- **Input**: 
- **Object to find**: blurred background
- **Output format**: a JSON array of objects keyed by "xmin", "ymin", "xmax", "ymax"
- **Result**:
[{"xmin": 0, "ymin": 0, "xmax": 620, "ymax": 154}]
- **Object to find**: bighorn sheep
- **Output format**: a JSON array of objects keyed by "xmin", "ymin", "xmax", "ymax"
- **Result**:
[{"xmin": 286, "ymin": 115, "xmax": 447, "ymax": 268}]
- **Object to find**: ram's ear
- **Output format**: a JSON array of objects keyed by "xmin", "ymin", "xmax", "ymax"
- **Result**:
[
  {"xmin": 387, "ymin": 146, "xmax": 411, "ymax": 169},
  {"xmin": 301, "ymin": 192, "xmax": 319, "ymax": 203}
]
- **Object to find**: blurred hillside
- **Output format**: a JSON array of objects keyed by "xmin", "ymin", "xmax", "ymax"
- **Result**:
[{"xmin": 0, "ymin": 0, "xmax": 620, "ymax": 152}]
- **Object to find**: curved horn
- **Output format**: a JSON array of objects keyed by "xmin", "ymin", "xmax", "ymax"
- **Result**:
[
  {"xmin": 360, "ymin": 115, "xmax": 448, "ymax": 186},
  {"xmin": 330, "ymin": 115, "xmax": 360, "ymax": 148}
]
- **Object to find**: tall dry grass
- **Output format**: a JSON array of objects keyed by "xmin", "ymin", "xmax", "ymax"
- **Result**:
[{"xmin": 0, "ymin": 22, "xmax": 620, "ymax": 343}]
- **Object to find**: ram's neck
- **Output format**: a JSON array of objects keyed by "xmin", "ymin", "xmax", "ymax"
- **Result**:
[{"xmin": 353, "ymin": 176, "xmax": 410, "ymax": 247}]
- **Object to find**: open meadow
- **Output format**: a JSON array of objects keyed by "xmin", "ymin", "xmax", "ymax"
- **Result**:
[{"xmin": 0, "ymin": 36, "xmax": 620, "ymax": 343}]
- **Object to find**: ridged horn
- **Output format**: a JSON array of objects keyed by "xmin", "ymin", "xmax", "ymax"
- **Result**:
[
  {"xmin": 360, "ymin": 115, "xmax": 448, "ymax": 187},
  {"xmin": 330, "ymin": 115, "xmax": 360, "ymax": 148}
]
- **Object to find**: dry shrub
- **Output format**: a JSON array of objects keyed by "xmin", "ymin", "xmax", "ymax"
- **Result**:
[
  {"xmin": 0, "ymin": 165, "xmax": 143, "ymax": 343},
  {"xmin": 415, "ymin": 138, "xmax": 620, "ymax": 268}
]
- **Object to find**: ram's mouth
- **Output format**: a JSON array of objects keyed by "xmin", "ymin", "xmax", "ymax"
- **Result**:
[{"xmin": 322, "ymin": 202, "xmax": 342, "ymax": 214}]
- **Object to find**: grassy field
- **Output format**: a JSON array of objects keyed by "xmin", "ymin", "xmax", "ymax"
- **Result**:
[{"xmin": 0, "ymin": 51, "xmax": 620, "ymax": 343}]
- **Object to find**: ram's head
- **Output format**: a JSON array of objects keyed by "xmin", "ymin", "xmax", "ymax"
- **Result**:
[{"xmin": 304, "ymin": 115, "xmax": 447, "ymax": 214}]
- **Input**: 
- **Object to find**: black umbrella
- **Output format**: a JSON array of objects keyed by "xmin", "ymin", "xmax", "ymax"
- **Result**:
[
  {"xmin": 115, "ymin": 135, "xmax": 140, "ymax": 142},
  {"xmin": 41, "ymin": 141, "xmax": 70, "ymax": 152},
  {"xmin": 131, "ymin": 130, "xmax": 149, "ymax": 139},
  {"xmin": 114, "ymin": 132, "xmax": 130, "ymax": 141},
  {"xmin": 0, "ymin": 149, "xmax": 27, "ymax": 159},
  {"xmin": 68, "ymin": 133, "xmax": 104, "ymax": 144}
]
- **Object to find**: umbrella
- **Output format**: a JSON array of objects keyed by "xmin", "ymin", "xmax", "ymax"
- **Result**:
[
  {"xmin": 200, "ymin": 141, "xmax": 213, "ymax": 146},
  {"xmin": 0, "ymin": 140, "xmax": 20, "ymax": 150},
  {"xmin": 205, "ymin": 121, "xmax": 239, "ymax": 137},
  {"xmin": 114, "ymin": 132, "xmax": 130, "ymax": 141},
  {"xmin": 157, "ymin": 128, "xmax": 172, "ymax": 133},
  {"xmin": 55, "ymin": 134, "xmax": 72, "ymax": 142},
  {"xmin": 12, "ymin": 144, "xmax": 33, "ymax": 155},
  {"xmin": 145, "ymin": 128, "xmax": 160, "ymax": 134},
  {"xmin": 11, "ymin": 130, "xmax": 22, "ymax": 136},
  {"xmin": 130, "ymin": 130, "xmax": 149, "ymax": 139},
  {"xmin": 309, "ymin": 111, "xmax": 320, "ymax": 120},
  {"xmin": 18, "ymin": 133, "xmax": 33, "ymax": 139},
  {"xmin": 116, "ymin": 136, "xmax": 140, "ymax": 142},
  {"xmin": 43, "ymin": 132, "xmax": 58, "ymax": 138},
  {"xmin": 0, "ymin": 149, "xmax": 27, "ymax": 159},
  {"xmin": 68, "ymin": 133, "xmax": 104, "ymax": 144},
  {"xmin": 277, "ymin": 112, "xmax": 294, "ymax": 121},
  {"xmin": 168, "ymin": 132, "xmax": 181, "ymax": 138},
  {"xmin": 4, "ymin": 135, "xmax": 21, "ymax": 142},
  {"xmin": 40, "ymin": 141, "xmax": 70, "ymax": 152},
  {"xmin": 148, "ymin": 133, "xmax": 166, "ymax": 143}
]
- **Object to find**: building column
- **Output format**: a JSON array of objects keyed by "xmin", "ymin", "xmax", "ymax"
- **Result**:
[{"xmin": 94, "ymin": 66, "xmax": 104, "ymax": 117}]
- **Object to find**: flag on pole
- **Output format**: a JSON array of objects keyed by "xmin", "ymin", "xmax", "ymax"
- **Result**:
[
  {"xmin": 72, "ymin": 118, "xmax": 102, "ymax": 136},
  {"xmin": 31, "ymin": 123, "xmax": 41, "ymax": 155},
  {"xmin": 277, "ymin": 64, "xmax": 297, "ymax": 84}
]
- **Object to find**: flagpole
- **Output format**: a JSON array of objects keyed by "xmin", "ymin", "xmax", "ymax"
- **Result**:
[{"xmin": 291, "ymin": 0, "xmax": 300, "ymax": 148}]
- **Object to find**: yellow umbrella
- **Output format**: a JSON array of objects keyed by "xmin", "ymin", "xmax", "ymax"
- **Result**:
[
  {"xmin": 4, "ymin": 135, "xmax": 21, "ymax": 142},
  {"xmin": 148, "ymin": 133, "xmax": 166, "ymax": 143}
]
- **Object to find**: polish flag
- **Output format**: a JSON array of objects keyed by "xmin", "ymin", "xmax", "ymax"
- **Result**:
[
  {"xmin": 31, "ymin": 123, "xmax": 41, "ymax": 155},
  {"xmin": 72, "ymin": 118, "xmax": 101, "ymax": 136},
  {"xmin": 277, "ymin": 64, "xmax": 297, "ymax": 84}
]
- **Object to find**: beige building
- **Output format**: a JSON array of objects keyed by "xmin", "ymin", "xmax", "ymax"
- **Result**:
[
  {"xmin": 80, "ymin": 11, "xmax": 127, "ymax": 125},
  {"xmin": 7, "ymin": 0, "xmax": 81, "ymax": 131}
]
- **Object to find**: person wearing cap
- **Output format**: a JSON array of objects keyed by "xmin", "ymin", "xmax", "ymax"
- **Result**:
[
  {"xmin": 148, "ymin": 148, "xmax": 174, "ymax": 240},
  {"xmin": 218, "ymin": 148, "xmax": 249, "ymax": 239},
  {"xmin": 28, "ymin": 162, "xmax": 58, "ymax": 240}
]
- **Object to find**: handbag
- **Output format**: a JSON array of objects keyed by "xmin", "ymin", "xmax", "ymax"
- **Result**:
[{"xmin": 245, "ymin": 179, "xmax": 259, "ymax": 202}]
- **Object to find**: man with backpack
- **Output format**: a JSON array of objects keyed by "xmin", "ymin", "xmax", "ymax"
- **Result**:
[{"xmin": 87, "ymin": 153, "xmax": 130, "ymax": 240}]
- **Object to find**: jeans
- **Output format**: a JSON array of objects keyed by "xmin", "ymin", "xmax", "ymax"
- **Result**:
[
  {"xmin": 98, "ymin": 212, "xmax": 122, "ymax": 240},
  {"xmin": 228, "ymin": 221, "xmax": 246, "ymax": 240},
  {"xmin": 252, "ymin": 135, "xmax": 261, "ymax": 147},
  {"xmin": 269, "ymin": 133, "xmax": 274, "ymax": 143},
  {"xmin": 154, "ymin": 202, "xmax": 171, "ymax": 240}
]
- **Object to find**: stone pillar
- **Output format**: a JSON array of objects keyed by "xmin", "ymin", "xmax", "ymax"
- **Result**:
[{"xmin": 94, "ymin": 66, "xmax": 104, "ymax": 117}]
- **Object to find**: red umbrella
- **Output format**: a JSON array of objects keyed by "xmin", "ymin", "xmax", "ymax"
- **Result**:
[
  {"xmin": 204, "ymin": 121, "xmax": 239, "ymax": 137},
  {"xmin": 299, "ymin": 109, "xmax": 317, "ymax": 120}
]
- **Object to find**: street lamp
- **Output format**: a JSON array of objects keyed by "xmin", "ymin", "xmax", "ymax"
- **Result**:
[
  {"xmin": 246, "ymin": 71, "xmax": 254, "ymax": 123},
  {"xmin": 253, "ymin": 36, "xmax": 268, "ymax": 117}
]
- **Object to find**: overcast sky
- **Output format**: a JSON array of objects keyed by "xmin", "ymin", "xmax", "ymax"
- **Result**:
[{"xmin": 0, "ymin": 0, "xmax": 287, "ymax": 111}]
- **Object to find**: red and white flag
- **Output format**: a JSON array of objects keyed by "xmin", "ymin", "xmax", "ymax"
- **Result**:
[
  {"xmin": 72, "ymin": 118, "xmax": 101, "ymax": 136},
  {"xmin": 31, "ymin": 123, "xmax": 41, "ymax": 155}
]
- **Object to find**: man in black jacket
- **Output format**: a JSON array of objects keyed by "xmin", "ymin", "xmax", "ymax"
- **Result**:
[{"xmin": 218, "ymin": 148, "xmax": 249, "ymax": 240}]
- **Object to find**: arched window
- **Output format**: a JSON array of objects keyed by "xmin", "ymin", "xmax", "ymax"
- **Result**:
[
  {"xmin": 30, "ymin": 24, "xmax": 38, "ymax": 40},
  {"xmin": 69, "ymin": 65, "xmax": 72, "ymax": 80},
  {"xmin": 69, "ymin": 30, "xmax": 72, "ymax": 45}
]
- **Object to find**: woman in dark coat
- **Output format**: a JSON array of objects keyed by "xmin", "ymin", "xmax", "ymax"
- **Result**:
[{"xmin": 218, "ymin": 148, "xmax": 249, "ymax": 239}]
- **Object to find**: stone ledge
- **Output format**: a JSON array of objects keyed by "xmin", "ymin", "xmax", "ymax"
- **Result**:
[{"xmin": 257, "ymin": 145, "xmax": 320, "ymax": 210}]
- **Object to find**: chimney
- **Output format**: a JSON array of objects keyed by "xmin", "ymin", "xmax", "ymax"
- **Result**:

---+---

» **WHAT TO PRODUCE**
Starting at the line containing "- **Object to find**: stone ledge" and ending with the last line of the listing, reproduce those lines with "chimney" replaced by "weather vane", leaving all else unchanged.

» **EXERCISE ANSWER**
- **Object to find**: stone ledge
- **Output format**: a JSON array of objects keyed by "xmin", "ymin", "xmax", "ymax"
- **Result**:
[{"xmin": 257, "ymin": 145, "xmax": 320, "ymax": 210}]
- **Object to find**: weather vane
- **Output format**: a JSON array of objects keyed by "xmin", "ymin", "xmax", "ymax"
- **Result**:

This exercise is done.